* **TASK DIRECTIONS**
Recast each line of the items below as a JSON list of strings, one string per line, with blank lines omitted. Exclude the pictures from your answer.
==== ITEMS
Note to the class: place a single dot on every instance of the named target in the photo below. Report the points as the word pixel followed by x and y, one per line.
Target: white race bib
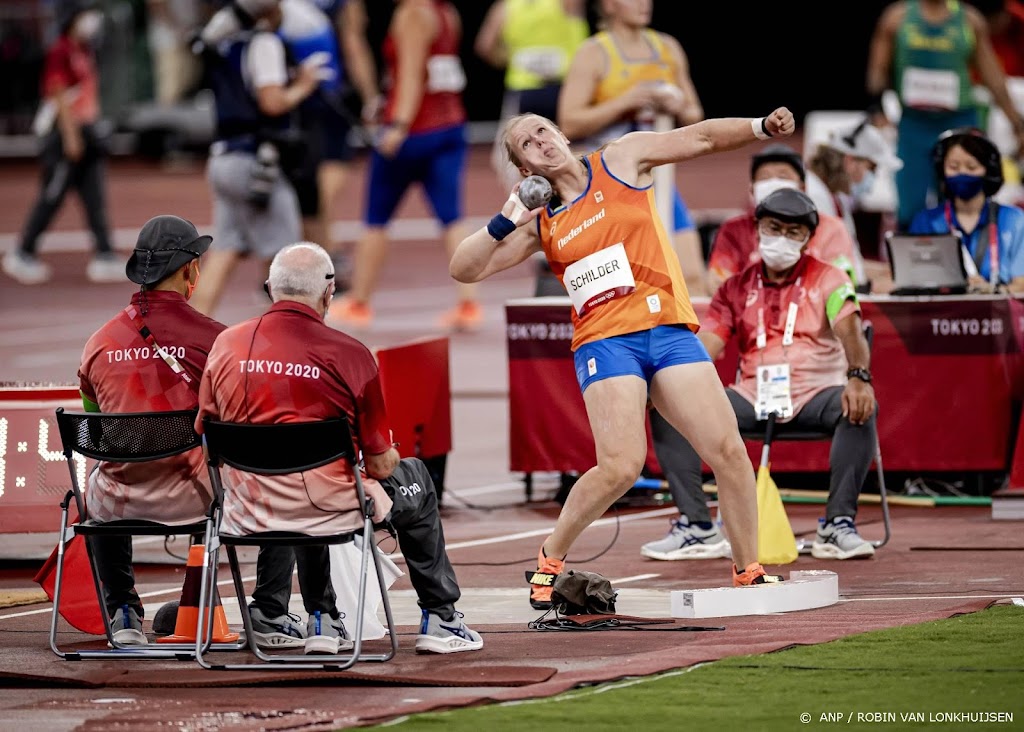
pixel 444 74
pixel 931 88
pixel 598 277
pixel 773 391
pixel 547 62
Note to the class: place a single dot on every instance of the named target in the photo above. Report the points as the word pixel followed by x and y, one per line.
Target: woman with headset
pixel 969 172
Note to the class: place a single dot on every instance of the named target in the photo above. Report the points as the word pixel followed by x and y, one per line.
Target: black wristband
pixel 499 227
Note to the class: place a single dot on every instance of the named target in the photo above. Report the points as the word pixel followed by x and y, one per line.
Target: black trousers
========
* **REPLY**
[
  "Note to the class: place a single dot on every instance of the named target in the photo below. Report the points as the word pixel followed by x and y, one per line.",
  "Target: white race bib",
  "pixel 444 74",
  "pixel 931 88",
  "pixel 598 277",
  "pixel 773 391",
  "pixel 547 62",
  "Note to the class: place a single dot on every instance of the named target in the photo above. Report the points as the word pixel followed by x and y, one per line.",
  "Target: woman with headset",
  "pixel 969 172",
  "Note to the class: place a single dot on every instance of the named target in the photo above. Report the points as the word pixel followed by x and y, one per line.",
  "Target: black wristband",
  "pixel 499 227",
  "Note to the class: place a single dot on every instance of the named target in the photo above. Report the points as the word pixel followed by x and y, one per line.",
  "Target: black trousers"
]